Vitthal Patil is an Indian dancer, choreographer, film actor and producer. He was a former judge on the reality dance show, Halla Bol, shown on ETV Marathi. He has also choreographed for the films Naach, Khoya Khoya Chand, Dus Kahaniyaan, Acid Factory, Hijack and Aa Dekhen Zara. He has also produced the film, Ringan, which received the National Award for Best Marathi Movie. He has also acted in, produced and choreographed the recent film, Youngraad. He has won titles on the TV shows Dance Premier League and Zara Nachke Dikha.

Early life

Vitthal Patil was born into a farming family in Malikwad, Belgaum district, Karnataka. He is the youngest of seven siblings. In his early years, Vitthal spent his time farming and attending school. He studied Arts at Wadai College (Pune). Later, he completed a course to become an electrician from the Industrial Training Institute and went on to work at NCVT Hindustan Antibiotics in Pune for one year. He also completed an internship at TATA Engineering and Locomotive Company (TELCO). He has also represented Maharashtra in athletic meets.

Direction a
Reproduce the Vitthal Patil biography word for word.

Input material

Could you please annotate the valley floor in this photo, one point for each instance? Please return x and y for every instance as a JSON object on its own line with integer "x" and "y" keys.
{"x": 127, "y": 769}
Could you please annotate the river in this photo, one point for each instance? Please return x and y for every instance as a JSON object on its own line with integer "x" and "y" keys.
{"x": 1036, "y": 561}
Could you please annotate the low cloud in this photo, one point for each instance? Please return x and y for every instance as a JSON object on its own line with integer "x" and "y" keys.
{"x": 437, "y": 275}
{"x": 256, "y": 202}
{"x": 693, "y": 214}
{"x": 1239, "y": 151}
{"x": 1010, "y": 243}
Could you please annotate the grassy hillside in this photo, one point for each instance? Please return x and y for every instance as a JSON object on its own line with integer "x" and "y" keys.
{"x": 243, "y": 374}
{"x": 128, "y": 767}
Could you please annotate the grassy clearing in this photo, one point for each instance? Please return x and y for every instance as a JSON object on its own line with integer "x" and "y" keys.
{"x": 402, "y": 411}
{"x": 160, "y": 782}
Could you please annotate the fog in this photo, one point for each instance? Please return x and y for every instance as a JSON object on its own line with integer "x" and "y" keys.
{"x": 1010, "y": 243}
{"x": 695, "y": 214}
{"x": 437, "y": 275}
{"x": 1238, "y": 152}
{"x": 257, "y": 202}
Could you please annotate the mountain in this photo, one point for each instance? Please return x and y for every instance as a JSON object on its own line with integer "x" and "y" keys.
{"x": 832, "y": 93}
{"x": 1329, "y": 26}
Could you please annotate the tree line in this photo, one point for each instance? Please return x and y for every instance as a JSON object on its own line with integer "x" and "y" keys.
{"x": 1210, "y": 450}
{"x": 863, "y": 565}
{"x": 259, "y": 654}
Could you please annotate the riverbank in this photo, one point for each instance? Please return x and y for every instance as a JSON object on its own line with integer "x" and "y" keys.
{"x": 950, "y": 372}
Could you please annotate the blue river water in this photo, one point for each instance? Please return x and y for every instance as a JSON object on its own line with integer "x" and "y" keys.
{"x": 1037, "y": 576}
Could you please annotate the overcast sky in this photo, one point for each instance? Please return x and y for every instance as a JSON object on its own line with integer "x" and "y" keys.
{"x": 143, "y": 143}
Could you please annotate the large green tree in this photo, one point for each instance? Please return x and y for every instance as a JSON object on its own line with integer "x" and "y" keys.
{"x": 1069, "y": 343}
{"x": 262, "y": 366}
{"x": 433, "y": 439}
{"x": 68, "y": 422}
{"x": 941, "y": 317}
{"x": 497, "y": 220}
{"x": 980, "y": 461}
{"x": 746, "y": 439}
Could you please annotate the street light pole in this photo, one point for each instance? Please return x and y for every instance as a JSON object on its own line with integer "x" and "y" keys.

Direction b
Rewrite the stretch of rows from the line containing "Could you please annotate the mountain" through the final row, changing "annotate" to "mark" and leaving all else as it is. Return only those rows.

Task result a
Vitthal Patil is an Indian dancer, choreographer, film actor and producer. He was a former judge on the reality dance show, Halla Bol, shown on ETV Marathi. He has also choreographed for the films Naach, Khoya Khoya Chand, Dus Kahaniyaan, Acid Factory, Hijack and Aa Dekhen Zara. He has also produced the film, Ringan, which received the National Award for Best Marathi Movie. He has also acted in, produced and choreographed the recent film, Youngraad. He has won titles on the TV shows Dance Premier League and Zara Nachke Dikha.

Early life

Vitthal Patil was born into a farming family in Malikwad, Belgaum district, Karnataka. He is the youngest of seven siblings. In his early years, Vitthal spent his time farming and attending school. He studied Arts at Wadai College (Pune). Later, he completed a course to become an electrician from the Industrial Training Institute and went on to work at NCVT Hindustan Antibiotics in Pune for one year. He also completed an internship at TATA Engineering and Locomotive Company (TELCO). He has also represented Maharashtra in athletic meets.

Task result b
Could you please mark the mountain in this photo, one point for each instance? Please return x and y for every instance as a JSON object on its own line with integer "x" and "y" keys.
{"x": 832, "y": 93}
{"x": 1329, "y": 26}
Could you please mark the tree line in this photo, one point for each instance? Please return x and y for every instance as a JSON object on its own line with integer "x" and "y" keys.
{"x": 1210, "y": 450}
{"x": 863, "y": 565}
{"x": 259, "y": 654}
Could you please mark the riverbank in this photo, one point for each instance? Please return x and y for every instance as a JSON object on its own line with integer "x" and "y" keys.
{"x": 950, "y": 372}
Could you please mark the blue river water in this photo, one point for each instance? Please return x and y for every instance as a JSON object on its own line with integer "x" and "y" keys.
{"x": 1037, "y": 576}
Could you please mark the overcast sky in this photo, one point for each instance? Please return x and y for every instance as a JSON object on its own line with integer "x" and "y" keys.
{"x": 143, "y": 143}
Could you please mark the large green tree in this photo, one point for each instance? Please return x and y for every instance as a JSON object on its own line with integer "x" and "y" keys.
{"x": 1069, "y": 343}
{"x": 262, "y": 366}
{"x": 433, "y": 439}
{"x": 68, "y": 422}
{"x": 941, "y": 317}
{"x": 497, "y": 220}
{"x": 980, "y": 461}
{"x": 746, "y": 439}
Could you please mark the street light pole in this photo, one point for each instance? Please return x and y for every instance as a JSON object on its own line with integer "x" and "y" keys.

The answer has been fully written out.